What you should do: Pick out every line below that contains the word "bird" and copy each one in full.

* START Record list *

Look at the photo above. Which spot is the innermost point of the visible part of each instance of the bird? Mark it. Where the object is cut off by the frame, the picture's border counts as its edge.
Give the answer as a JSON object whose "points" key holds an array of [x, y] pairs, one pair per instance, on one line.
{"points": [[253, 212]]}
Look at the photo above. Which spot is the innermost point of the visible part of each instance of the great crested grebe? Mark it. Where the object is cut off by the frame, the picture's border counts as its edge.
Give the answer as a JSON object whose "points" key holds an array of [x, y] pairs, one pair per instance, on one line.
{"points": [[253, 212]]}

* END Record list *
* START Record list *

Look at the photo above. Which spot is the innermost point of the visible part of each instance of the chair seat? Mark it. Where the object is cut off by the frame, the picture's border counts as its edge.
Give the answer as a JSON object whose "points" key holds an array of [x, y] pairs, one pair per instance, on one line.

* END Record list *
* START Record list *

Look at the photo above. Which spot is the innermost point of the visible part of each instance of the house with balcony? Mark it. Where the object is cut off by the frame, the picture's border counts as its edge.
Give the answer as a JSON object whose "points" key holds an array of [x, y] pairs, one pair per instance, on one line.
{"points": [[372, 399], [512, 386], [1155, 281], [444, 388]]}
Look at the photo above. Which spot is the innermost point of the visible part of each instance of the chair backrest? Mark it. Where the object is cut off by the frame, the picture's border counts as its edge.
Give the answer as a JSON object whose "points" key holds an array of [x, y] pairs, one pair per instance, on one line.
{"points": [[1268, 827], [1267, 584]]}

* END Record list *

Solution to this task:
Look at the photo above. Which spot is the innermost point of the visible part of each instance of the bird? Mark it. Where the object is cut off by the frame, the picture's border counts as its edge.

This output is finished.